I was encouraged last night but when I woke up this morning...all the concerns about my mother hit me like a ton of bricks. I was so happy to see her sitting up in bed and doing all the things she can for herself that I was hoping it meant she'd get out of bed soon. But the reality is that she is still weak. I really am floored that this happened like this. I guess that's life...especially in the elderly population. Truth is... anything can happen to anyone at anytime. Ii knew she was slowing down, but I guess because of the good physical and labs... it takes me by surprise.
And I am just sad about all of this... and wasted time between us. I so much want her to come home and I think she understands that she does have to let us, especially me assist her.
I spoke with the social worker today who informed me that Mom had her PT this morning. She is unable to sit up without assistance ...nor can she transition from the bed to a chair. She tired easily.
I was encouraged though that she is able to ring the bell for assistance and is mentally alert.
The social worker did bring up rehab to build her strength. She asked my mother how the rehab went for her and she deferred to the PT therapist for the answer. Hmmm.
I stated that I will not even mention rehab because if it comes out of my mouth it will be jaded for her. She thinks Dr is God and so they should not let her know she can refuse (and really-given her physical condition she can't) and should approach it with her as a way to facilitate healing so she can come back home. When she brings it up to me...I will assure her we are loving and caring for her cats... which I do anyway. Also I will faithfully go over to see her. I will mix my visits up for different times of the day so staff never knows when I am showing up. I have heard that if there is a possibility of patient neglect...it helps for family to keep an alternate visiting schedule so they can't assume they show up 2pm everyday and so have things ship shape at that time.

What to do - Write out the part of the journal entry about a hospitalized mother that begins at the words "And I am just" and ends after "me assist her.". The records that follow the journal entry come from another source.

Entries shown -
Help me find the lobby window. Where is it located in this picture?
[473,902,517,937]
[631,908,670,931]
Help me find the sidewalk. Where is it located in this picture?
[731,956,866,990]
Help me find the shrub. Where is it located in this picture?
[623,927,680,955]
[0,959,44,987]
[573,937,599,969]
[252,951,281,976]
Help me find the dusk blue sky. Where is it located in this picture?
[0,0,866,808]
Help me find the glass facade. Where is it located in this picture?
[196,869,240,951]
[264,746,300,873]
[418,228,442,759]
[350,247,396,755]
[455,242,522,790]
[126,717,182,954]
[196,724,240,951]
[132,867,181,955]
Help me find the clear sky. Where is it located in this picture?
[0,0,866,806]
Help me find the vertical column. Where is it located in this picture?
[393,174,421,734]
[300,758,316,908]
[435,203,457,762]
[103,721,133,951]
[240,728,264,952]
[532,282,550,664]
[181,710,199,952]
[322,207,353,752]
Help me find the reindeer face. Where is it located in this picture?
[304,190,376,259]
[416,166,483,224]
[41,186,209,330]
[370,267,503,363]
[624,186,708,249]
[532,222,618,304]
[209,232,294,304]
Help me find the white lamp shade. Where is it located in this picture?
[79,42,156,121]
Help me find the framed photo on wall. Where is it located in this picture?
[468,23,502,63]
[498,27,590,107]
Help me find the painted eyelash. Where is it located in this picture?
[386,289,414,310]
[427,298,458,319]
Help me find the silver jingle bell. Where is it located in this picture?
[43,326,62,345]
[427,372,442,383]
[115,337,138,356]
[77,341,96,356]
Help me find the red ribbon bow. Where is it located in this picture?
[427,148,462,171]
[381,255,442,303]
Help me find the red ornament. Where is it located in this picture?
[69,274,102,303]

Solution to the exercise -
And I am just sad about all of this... and wasted time between us. I so much want her to come home and I think she understands that she does have to let us, especially me assist her.